La prima cosa che viene in mente
quando si sente la parola “animazione” è senza dubbio la Disney.
Certo, c'è chi preferisce altri tipi di animazione, c'è persino chi
odia la Disney, ma nemmeno i detrattori più agguerriti possono
negare l'importanza che questo studio, e il suo fondatore in
particolare, hanno avuto per lo sviluppo di questa arte. Un'arte nata
col cinema stesso, a fine '800, con i lavori di pionieri come Émile
Cohl e Windsor McKay, i cui semi si possono rintracciare in realtà
addirittura secoli prima, con l'invenzione della lanterna magica.
Fantasmagorie,
cortometraggio di Cohl del 1908, è considerato il primo vero cartone
animato della storia, mentre nel 1917 l'italo-argentino Quirino
Cristiani realizzò El Apóstol,
il primo lungometraggio d'animazione, realizzato con la tecnica della
cut-out animation e
andato purtroppo perduto. Sempre in cut-out
sono le opere di Lotte Reiniger, animatrice tedesca che, con Achmed,
principe fantastico, 1926,
realizza il lungometraggio animato più antico giunto fino a noi.
Tutte opere
fondamentali per la storia del cinema in generale, ma la prima vera
grande svolta nella storia di questa tecnica si ha alcuni anni dopo,
nel 1937, e si deve proprio a Walt Disney.
Questo è il primo
appuntamento con quella che spero di trasformare in una serie, qui
sul blog.

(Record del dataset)
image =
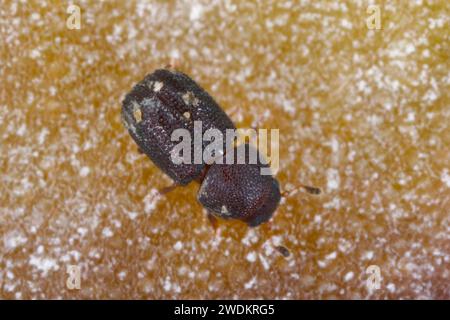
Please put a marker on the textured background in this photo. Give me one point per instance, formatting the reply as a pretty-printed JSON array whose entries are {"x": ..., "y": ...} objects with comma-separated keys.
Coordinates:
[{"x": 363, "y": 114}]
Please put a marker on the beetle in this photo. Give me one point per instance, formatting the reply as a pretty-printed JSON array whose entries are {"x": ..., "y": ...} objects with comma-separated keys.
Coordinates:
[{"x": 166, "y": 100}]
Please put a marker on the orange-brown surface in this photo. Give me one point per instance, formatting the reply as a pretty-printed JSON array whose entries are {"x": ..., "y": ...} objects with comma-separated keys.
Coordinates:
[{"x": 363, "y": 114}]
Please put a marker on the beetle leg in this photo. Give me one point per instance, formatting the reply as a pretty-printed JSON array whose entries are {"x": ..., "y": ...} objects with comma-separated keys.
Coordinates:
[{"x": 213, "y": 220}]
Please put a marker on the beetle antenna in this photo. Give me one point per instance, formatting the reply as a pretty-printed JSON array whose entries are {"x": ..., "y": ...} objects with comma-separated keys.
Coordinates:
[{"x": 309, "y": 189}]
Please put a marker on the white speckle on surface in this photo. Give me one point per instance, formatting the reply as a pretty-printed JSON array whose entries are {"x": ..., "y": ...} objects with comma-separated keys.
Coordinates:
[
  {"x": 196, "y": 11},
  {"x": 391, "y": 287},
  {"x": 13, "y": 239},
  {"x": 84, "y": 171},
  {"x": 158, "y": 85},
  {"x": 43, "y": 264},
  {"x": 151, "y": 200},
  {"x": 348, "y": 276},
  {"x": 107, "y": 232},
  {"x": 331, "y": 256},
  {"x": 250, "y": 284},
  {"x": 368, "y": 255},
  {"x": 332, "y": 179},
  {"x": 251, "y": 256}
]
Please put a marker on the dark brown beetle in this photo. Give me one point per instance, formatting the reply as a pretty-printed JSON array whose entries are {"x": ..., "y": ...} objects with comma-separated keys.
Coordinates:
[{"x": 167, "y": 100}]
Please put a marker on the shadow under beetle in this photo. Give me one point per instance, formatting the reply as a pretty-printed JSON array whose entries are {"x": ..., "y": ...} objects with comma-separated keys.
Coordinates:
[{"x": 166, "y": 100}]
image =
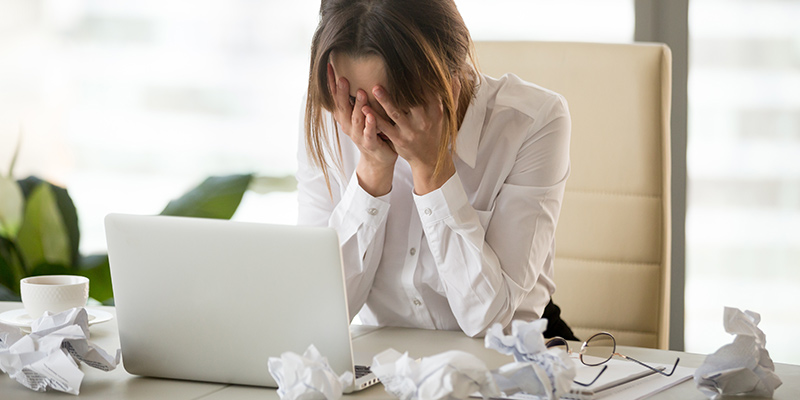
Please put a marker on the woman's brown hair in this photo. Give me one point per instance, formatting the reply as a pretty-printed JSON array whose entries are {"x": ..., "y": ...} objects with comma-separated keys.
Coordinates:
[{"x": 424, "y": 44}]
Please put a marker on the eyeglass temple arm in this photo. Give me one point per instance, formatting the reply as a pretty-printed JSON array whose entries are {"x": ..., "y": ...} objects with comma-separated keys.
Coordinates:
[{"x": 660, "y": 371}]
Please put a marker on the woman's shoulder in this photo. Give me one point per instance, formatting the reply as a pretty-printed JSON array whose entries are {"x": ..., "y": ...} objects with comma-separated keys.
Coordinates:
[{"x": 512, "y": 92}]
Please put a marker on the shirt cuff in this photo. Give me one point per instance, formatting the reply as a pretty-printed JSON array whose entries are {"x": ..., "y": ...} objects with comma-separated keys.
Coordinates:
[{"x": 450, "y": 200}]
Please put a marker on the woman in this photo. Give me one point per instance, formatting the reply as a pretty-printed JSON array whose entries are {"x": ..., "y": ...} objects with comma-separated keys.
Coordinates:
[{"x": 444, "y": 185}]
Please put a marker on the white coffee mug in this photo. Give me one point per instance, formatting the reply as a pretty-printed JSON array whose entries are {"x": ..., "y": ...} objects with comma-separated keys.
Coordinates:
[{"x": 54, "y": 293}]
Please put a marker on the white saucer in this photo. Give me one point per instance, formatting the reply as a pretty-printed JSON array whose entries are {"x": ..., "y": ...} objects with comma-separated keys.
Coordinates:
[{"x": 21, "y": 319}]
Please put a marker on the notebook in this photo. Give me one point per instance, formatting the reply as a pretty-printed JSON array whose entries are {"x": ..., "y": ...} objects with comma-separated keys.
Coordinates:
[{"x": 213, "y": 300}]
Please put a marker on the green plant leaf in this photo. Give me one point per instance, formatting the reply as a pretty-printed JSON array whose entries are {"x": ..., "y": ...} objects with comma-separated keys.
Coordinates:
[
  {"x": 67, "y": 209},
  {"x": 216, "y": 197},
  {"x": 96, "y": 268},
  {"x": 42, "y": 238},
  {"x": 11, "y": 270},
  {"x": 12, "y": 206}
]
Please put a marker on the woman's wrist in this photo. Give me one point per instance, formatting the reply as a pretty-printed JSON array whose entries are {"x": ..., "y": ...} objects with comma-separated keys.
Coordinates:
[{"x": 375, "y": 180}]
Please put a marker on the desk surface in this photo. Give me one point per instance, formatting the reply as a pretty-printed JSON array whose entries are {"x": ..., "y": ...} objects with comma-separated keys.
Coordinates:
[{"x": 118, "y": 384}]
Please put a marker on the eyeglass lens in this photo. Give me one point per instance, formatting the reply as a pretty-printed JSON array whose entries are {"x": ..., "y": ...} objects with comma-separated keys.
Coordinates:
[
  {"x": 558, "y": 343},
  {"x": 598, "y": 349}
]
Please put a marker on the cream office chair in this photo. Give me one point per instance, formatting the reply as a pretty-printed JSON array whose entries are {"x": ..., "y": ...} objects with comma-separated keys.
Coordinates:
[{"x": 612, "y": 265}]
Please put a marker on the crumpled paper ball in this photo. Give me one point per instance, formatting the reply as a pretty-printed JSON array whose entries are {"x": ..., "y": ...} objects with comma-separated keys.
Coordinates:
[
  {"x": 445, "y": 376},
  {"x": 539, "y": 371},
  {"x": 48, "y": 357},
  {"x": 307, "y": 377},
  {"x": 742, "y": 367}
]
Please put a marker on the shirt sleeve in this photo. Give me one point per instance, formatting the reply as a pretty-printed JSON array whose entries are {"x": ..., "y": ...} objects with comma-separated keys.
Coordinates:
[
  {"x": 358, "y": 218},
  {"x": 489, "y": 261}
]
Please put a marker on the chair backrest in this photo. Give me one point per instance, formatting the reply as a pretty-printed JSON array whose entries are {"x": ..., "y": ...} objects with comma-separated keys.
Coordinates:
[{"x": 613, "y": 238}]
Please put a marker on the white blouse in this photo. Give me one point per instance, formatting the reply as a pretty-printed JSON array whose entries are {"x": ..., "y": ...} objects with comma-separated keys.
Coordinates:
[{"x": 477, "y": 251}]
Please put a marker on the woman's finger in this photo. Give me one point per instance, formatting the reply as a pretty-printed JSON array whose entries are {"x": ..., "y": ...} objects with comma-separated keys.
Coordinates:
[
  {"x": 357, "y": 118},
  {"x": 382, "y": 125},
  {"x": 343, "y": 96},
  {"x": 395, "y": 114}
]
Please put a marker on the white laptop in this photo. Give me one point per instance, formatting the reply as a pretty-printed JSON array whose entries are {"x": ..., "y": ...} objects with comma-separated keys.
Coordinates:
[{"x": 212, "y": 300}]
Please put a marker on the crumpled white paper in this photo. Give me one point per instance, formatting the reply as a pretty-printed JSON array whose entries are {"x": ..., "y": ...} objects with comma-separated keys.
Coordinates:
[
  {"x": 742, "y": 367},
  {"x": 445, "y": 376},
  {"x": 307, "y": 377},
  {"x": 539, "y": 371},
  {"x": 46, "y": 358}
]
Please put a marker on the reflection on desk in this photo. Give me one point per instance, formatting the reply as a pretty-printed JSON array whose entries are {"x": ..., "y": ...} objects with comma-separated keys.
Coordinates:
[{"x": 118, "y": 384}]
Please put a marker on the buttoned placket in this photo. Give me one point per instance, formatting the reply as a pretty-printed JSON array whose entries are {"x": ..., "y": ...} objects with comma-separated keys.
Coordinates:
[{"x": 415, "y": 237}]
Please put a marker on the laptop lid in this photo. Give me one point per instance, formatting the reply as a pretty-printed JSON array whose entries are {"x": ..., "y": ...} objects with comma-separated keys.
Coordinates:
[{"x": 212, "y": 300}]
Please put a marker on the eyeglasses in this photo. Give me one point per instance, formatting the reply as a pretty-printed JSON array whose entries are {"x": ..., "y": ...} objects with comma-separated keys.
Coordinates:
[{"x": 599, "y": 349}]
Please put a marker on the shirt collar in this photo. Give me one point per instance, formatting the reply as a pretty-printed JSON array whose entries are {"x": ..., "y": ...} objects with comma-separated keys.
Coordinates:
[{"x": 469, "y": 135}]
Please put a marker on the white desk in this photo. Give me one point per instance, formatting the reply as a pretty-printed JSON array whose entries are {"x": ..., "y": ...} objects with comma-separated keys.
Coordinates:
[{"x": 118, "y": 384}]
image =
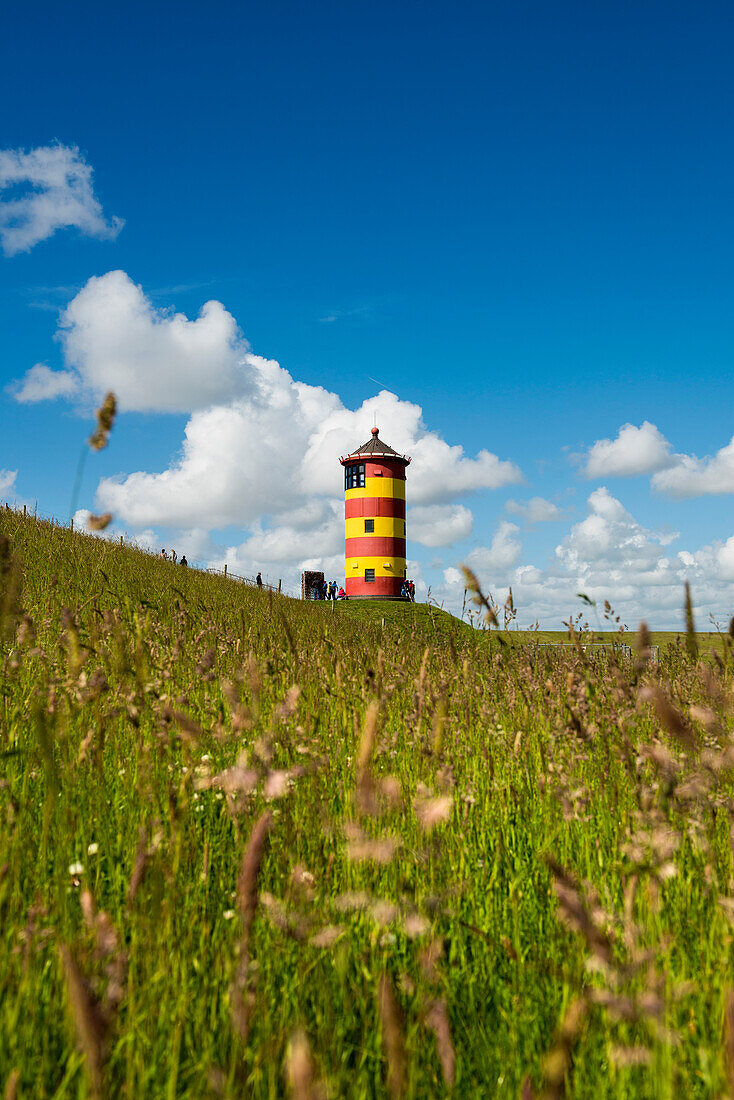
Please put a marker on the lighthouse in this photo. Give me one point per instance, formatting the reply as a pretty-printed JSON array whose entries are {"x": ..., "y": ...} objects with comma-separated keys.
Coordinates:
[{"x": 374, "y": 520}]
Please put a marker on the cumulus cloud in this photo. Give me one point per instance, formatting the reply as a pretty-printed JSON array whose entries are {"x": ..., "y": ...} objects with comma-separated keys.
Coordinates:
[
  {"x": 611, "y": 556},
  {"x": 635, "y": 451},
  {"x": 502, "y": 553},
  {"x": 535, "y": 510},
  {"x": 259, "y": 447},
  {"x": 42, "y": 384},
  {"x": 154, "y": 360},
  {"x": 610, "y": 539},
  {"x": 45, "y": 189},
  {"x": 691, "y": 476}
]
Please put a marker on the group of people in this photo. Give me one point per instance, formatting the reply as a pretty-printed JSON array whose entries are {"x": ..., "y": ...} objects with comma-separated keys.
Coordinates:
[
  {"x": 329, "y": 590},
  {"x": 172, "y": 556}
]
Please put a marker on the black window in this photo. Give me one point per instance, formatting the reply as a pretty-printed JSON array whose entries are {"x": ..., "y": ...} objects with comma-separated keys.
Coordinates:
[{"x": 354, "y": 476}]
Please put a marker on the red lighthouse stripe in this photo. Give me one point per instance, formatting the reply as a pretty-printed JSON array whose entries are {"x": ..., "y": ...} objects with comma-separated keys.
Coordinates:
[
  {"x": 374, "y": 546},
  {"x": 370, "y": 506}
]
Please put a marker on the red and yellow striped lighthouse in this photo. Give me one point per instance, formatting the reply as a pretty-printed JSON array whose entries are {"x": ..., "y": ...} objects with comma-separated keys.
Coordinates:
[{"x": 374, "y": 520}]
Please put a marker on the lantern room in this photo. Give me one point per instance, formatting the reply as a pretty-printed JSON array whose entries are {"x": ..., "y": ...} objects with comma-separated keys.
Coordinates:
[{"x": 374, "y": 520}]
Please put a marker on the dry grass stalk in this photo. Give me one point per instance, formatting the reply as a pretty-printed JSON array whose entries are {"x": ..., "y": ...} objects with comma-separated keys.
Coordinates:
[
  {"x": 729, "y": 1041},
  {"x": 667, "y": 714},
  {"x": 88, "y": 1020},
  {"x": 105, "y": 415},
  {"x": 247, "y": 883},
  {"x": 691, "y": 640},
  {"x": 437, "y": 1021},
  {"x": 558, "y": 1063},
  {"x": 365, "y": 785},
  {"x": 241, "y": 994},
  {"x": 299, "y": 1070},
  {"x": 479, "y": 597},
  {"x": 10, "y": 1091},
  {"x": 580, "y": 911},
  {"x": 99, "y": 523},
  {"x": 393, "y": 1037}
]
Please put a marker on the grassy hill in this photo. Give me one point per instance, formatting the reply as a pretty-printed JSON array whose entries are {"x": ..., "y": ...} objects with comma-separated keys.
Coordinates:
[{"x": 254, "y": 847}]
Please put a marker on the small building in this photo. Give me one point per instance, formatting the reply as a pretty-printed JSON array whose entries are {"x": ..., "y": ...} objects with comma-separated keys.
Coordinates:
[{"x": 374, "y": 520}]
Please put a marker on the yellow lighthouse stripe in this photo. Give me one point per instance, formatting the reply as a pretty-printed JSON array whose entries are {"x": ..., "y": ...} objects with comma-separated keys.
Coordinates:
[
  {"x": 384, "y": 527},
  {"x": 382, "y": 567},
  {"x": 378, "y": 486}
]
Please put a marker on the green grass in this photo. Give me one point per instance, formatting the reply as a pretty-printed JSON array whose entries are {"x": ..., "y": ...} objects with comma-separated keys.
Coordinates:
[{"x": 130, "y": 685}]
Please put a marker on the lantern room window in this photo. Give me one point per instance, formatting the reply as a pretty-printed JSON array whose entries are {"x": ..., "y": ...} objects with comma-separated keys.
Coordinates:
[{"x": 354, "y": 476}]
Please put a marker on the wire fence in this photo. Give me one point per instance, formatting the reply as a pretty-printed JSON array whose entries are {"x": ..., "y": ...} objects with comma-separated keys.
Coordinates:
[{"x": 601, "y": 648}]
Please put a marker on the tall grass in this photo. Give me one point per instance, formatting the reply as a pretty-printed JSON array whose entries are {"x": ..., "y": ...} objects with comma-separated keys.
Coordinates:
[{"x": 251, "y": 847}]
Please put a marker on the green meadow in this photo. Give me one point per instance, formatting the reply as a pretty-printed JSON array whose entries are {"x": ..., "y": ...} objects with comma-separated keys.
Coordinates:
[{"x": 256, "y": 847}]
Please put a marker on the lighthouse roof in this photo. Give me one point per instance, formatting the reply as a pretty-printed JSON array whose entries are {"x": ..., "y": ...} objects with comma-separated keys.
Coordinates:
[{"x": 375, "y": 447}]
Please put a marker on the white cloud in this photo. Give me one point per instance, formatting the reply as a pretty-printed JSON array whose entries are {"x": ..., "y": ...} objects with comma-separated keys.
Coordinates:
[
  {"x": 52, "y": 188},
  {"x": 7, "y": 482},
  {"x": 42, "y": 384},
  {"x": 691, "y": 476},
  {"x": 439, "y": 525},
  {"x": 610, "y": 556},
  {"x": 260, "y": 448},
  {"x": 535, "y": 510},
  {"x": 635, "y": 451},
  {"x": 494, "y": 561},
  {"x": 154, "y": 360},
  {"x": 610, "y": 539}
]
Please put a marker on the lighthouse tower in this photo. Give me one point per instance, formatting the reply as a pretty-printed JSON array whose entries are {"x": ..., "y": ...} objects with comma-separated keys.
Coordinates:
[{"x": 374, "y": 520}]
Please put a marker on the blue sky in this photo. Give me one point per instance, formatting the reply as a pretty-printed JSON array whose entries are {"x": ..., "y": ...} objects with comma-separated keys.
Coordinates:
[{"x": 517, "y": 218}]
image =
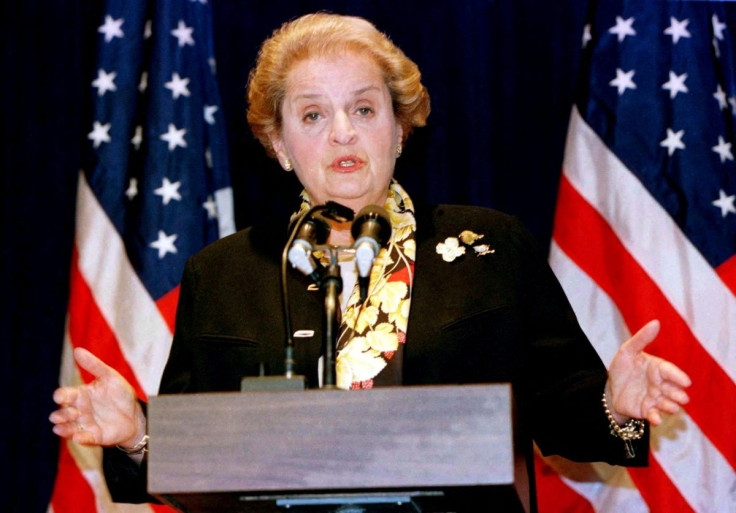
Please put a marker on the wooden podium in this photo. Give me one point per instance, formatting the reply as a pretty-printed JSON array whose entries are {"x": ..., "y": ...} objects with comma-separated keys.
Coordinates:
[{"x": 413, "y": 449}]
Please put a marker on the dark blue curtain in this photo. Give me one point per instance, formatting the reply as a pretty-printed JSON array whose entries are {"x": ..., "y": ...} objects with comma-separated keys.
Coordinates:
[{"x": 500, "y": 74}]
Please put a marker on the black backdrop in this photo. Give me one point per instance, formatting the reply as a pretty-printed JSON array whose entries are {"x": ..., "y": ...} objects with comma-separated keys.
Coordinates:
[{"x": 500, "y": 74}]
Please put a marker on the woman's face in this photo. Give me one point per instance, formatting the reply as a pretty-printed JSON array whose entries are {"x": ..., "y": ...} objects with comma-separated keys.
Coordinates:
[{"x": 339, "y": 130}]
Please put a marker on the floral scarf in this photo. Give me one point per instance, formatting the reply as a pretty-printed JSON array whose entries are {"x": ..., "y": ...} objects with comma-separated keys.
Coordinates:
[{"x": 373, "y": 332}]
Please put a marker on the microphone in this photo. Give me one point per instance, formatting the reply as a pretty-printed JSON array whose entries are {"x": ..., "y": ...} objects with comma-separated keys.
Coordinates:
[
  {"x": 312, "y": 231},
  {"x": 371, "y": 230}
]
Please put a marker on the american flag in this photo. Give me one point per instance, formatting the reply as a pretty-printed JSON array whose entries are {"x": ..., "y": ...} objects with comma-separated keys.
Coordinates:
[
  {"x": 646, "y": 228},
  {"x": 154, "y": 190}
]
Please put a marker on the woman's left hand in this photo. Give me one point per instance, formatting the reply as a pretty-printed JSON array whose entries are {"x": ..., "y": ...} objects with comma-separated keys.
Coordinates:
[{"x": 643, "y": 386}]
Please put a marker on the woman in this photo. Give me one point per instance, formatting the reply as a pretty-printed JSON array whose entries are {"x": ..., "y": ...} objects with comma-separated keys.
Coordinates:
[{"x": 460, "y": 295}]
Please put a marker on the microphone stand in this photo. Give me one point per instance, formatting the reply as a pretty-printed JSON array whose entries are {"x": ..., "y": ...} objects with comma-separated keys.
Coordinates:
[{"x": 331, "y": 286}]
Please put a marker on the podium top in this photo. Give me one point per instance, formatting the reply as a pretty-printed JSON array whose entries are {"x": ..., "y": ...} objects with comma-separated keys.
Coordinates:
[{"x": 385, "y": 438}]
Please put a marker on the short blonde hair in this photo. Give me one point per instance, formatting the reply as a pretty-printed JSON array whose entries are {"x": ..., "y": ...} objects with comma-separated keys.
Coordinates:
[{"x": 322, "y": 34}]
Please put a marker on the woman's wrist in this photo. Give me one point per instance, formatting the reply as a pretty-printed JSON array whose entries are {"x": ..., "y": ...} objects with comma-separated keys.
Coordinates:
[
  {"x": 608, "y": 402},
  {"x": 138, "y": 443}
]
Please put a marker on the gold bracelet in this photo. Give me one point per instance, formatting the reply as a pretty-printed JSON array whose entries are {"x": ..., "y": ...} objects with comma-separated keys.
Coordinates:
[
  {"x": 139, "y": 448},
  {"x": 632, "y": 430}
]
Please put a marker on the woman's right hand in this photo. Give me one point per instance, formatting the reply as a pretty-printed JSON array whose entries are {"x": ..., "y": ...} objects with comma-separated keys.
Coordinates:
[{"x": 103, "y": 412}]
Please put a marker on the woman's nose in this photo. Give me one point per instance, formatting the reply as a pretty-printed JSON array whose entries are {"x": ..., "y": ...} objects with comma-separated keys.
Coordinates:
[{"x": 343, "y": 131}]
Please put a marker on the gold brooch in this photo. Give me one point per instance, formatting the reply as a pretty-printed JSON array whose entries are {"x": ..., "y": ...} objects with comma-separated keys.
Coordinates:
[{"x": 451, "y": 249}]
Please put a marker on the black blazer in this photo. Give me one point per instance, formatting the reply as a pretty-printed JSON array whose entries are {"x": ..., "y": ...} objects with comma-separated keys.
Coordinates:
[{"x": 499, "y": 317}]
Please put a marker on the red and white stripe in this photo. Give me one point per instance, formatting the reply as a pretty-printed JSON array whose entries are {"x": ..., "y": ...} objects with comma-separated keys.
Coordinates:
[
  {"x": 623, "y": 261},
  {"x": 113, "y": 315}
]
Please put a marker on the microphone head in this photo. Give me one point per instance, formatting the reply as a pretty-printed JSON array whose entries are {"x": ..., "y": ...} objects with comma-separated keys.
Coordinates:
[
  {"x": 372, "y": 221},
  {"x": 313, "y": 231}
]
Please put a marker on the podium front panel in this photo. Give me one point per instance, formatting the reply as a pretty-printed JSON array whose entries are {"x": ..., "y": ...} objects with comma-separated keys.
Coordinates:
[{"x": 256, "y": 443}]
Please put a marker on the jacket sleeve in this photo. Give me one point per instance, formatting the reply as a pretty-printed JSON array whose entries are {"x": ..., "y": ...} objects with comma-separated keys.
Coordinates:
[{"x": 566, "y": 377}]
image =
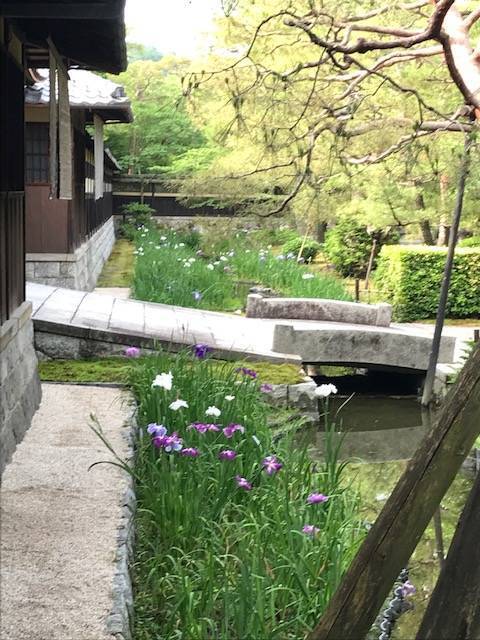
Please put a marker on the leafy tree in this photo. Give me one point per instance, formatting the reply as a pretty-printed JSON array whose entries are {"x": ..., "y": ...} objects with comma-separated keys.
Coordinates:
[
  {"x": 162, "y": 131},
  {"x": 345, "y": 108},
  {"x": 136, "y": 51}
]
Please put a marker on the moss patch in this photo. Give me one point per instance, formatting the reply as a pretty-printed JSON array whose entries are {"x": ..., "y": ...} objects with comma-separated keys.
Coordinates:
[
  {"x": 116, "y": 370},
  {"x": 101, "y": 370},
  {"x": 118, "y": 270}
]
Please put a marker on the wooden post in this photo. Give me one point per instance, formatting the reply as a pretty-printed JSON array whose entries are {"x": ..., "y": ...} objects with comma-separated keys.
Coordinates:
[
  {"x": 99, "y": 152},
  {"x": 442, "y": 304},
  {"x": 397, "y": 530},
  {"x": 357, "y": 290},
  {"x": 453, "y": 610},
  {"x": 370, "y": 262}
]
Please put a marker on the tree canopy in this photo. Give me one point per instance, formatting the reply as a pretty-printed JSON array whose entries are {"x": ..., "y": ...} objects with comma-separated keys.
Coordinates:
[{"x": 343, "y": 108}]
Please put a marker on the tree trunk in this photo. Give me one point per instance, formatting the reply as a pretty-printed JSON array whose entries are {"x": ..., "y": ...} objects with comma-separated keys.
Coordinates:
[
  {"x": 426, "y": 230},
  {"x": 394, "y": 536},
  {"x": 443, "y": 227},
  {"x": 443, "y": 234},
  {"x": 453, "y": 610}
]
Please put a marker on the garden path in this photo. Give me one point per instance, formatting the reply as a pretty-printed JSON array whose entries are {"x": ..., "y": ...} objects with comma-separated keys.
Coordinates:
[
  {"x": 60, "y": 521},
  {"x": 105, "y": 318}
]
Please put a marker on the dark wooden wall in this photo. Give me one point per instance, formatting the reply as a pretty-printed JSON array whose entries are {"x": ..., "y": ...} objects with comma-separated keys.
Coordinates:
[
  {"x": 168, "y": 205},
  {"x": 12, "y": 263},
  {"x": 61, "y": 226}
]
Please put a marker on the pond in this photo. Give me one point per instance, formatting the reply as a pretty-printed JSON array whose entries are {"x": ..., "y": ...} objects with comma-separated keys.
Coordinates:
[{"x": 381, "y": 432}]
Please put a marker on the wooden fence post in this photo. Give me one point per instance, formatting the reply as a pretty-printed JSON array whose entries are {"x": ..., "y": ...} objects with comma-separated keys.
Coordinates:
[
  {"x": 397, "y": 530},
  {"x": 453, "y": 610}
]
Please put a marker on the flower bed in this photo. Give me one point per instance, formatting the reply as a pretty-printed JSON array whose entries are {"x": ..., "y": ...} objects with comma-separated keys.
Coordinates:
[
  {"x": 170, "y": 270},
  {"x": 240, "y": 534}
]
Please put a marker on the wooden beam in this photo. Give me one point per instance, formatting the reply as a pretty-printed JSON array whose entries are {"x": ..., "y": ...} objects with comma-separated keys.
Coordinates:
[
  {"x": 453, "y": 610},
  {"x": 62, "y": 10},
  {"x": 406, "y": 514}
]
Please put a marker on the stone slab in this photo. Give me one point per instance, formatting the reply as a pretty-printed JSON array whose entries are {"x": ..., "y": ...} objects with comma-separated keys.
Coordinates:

Consegna ▸ Trascrivi di nuovo il passo del testo sulla storia dell'animazione che comincia con "Tutte opere" e si chiude dopo "a Walt Disney.", sostituendo "svolta" con "rivoluzione".

Soluzione ▸
Tutte opere
fondamentali per la storia del cinema in generale, ma la prima vera
grande rivoluzione nella storia di questa tecnica si ha alcuni anni dopo,
nel 1937, e si deve proprio a Walt Disney.